Copy every one of the lines below word for word, and leave the pictures out of your copy.

....................

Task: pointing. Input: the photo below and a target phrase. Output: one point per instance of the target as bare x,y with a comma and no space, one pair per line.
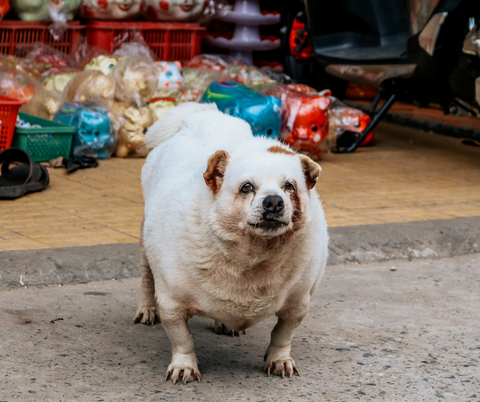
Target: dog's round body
233,229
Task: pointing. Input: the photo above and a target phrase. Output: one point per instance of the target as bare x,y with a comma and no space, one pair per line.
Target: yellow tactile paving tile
407,176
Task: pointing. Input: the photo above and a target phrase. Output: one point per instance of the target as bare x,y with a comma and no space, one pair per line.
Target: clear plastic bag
101,63
110,10
95,136
170,79
131,135
133,45
57,81
136,80
91,87
44,104
185,10
46,56
17,84
46,10
196,83
215,62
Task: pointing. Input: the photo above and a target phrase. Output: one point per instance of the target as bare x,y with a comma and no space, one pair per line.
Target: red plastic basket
8,117
169,41
14,33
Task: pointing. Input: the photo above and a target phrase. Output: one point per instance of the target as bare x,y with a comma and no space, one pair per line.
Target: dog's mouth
268,225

....................

▸ **Result for this task**
Task: pointing. Input: the photo below and a target phrase. Output: one point per instance of the target as bare x,y with a comma and no space, one pair per line.
Target: dog's round body
233,229
Task: pointing. Input: the photo above and a target phrase. Output: one point per instance of the target as bare x,y with a comma and no space, one pair per line.
Target: yellow tactile paving tile
407,176
Task: pointing. Input: the photo above and a target phrase. Output: one point per instance of the target as bare x,y with a comma and no space, one pair per line.
Target: clear plastic bag
101,63
110,10
95,136
170,79
131,135
133,45
57,81
136,80
91,87
44,104
185,10
46,56
17,84
46,10
196,83
215,62
Task: pointing. Input: the photo above and a target phrase. Output: one point per instance of the target as bare x,y with a comma and no space, one pair per line.
Target: red plastic basket
8,117
169,41
14,33
Task: pointing. Input: the photo above and a target phrase. Output: one point per instance of the target as bare x,y with a comma and no space, one pair per line.
Target: dog's mouth
268,225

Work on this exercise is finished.